» To be done: Which lines in the rows below contain the word "distant"? Select and copy every such line, treating uppercase and lowercase as different.

» Input records:
------------------------------

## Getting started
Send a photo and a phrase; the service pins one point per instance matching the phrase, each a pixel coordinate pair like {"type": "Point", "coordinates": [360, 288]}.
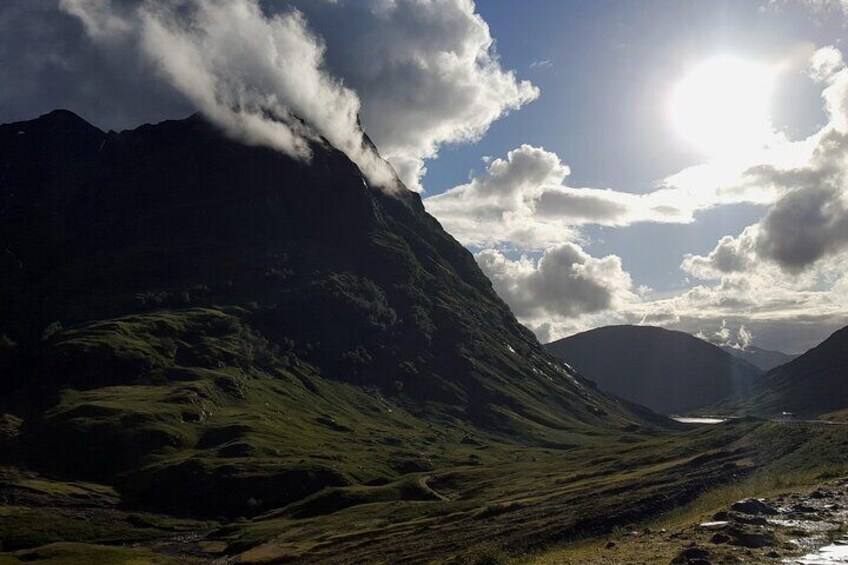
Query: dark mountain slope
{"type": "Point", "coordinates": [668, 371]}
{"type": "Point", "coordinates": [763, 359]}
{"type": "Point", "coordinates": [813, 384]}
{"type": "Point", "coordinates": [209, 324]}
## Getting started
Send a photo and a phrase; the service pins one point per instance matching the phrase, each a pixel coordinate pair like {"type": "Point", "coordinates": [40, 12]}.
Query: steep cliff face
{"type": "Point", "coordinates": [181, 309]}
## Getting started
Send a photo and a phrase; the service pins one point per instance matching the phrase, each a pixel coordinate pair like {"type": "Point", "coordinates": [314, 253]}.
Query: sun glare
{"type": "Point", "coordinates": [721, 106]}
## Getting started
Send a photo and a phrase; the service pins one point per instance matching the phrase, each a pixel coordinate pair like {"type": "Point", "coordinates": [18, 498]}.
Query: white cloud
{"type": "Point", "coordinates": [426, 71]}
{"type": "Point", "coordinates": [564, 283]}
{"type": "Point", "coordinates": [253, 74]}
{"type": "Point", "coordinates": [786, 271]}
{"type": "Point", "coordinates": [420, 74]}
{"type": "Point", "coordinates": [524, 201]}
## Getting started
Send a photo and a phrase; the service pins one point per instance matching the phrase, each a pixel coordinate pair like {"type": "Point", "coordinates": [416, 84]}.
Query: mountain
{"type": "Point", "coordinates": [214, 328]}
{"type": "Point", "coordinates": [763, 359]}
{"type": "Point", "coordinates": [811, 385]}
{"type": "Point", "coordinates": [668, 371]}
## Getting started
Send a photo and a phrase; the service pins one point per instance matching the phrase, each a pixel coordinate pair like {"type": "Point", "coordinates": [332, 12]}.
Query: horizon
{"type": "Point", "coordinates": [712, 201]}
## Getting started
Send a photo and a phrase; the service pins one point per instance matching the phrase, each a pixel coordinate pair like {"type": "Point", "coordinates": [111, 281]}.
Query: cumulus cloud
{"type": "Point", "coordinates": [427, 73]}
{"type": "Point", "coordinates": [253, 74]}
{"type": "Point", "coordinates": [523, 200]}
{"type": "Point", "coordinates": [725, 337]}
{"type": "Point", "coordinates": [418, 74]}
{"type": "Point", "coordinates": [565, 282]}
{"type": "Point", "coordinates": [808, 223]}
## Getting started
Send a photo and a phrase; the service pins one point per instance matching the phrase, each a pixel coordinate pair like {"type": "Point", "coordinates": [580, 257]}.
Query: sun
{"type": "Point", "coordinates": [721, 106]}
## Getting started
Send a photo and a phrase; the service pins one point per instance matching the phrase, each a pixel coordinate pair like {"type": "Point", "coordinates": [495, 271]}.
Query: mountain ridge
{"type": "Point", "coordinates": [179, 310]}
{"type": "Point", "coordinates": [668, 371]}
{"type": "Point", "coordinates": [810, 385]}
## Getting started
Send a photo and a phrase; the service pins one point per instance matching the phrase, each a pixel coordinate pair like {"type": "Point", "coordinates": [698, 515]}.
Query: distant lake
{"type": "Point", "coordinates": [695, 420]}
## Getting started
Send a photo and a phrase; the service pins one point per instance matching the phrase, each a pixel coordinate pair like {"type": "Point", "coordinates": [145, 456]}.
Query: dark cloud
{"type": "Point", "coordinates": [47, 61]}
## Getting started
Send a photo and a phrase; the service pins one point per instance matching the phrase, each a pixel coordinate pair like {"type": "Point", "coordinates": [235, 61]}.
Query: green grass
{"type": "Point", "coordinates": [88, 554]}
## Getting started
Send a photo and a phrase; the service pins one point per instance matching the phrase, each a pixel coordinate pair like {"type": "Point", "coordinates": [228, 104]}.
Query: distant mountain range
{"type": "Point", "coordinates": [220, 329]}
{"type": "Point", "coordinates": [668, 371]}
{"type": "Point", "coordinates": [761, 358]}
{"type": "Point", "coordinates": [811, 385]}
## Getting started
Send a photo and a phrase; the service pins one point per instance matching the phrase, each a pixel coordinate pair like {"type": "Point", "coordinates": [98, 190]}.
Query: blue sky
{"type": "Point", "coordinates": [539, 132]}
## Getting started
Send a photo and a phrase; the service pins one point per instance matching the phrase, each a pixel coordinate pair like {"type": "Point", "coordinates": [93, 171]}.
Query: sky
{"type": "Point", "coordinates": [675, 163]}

------------------------------

» Result of the exercise:
Query: distant lake
Query: distant mountain range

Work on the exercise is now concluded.